Records for the exercise.
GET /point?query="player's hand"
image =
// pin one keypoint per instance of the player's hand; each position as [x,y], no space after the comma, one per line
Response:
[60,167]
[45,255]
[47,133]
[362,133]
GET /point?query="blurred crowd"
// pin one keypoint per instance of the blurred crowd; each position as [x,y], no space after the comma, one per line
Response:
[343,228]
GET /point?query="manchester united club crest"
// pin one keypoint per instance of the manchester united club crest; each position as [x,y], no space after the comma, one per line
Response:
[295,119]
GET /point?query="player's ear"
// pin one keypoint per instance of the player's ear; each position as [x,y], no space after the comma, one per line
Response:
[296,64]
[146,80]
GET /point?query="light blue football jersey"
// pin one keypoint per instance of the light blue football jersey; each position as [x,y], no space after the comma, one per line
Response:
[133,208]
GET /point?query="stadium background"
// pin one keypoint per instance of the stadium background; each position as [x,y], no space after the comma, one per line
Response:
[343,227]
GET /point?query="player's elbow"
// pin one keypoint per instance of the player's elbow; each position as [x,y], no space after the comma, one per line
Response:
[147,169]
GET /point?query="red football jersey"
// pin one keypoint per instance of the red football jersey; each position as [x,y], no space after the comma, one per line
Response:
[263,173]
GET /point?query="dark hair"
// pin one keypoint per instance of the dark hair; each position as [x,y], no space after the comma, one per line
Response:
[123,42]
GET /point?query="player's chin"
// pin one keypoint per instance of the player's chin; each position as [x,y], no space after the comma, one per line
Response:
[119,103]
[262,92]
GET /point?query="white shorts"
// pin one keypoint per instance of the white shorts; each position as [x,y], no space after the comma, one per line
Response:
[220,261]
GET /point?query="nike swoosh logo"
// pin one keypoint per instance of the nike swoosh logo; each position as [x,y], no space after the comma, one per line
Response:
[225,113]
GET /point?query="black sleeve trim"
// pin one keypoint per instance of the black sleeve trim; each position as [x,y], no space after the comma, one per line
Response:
...
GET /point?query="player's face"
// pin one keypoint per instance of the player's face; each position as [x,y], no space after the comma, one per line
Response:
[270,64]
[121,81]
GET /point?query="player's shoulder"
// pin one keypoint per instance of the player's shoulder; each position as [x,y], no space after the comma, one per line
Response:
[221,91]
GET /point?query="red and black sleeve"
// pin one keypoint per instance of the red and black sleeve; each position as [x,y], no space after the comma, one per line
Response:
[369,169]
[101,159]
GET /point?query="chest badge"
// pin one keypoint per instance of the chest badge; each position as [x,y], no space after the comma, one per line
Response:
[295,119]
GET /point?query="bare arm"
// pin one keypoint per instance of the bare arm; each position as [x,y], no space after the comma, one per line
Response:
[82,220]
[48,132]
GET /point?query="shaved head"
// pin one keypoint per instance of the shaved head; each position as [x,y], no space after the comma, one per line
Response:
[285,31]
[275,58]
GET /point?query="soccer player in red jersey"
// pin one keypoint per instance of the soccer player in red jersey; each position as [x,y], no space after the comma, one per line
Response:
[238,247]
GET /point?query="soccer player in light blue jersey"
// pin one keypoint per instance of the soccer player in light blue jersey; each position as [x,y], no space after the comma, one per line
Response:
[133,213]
==
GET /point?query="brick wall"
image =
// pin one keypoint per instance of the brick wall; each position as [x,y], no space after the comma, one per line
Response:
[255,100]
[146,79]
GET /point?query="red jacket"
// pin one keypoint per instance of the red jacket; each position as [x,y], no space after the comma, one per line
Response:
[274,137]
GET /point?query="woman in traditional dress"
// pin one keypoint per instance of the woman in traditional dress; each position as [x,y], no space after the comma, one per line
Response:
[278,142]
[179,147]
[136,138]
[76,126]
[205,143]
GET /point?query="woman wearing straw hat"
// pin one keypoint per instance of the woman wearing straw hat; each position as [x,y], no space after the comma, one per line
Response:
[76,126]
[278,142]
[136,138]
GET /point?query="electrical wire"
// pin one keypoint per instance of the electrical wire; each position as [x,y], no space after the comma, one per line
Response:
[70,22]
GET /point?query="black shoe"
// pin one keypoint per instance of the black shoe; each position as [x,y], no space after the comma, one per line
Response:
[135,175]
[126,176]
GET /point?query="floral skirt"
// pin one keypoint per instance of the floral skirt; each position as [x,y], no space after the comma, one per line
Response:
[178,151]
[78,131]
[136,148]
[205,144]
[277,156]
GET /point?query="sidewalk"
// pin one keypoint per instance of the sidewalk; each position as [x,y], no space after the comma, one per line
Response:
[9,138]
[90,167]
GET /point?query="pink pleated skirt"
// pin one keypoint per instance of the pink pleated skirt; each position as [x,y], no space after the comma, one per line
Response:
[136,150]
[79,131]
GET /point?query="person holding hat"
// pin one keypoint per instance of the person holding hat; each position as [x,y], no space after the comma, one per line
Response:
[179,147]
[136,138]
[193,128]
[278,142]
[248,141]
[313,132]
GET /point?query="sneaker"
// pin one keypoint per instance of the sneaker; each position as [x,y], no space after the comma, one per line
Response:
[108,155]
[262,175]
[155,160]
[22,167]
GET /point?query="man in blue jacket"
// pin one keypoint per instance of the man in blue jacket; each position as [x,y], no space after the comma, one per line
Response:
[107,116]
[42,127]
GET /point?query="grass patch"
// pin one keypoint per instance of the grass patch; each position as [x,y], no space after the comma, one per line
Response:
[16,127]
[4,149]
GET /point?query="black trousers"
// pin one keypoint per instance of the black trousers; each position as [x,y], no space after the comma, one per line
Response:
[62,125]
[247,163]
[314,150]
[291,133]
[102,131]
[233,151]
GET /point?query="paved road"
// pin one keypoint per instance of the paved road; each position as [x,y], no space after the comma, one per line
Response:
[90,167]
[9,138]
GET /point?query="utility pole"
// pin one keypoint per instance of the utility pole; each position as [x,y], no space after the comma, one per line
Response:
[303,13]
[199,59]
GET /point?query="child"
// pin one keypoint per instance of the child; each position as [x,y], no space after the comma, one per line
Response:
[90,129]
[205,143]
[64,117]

Stated problem. Extract each line of the entries above that contains the string "crowd". Case counts.

Response to this exercise.
GET /point?query="blurred crowd"
// pin one keypoint per instance of the blurred crowd; each position as [x,y], no space after the comma, one per line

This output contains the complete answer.